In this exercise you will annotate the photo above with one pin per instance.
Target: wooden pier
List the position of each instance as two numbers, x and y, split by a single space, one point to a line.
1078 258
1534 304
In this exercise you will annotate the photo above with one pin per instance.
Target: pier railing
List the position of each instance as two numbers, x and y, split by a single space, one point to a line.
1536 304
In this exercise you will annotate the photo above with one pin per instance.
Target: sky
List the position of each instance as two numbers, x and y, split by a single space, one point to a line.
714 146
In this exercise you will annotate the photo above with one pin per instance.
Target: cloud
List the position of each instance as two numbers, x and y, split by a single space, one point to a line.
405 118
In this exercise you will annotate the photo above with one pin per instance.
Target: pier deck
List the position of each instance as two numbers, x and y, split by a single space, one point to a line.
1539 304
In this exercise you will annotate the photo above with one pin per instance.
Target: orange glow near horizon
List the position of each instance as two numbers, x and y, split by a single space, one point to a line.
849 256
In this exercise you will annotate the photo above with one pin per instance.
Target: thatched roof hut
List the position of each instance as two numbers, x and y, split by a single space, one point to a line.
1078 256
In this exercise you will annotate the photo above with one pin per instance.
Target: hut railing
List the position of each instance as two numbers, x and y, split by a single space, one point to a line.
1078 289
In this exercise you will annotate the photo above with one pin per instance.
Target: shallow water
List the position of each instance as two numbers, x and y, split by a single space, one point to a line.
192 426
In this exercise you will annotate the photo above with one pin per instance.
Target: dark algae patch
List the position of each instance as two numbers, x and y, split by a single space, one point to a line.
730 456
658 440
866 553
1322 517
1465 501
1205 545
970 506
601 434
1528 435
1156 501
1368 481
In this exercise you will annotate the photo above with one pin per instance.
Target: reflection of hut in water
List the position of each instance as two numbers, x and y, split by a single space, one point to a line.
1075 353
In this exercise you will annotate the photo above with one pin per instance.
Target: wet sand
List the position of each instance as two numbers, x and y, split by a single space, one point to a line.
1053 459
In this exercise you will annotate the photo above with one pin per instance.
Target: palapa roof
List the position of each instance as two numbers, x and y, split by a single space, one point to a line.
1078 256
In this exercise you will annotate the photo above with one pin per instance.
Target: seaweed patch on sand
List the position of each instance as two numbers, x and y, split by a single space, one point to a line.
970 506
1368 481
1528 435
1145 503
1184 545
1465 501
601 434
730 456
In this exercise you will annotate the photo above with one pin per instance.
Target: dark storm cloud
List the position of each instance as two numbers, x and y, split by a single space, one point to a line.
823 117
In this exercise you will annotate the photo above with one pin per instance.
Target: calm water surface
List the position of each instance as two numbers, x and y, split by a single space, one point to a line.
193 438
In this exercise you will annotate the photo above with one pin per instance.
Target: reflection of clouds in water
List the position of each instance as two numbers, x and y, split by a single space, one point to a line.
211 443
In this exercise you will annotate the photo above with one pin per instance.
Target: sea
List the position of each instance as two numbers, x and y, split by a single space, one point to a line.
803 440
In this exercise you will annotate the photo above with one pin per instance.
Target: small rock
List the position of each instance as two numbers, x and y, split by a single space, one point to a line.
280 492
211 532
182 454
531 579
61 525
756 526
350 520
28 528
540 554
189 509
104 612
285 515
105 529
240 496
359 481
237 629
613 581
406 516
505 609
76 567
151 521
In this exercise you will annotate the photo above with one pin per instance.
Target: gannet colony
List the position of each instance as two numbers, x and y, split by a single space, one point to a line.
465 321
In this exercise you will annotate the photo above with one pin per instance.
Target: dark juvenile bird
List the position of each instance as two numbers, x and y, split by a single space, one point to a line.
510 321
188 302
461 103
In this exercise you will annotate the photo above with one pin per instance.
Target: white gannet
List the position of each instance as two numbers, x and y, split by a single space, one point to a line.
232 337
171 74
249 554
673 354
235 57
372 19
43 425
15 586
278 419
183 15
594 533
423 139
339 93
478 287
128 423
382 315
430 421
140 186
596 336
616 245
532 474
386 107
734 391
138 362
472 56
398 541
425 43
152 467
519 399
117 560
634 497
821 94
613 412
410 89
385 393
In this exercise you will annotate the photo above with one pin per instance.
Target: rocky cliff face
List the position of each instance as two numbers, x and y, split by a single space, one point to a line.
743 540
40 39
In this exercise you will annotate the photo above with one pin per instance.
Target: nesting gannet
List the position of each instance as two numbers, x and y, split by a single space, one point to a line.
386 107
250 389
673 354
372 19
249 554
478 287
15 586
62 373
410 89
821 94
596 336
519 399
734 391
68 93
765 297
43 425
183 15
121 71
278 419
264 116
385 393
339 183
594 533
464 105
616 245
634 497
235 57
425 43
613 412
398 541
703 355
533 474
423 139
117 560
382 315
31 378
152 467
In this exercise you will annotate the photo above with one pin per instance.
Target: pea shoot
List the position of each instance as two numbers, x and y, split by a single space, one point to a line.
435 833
-=-=-=-=-
Problem requirements: The answer must be every line of the data that contains the word "roof".

Expected output:
Target: thatched roof hut
Target: palapa roof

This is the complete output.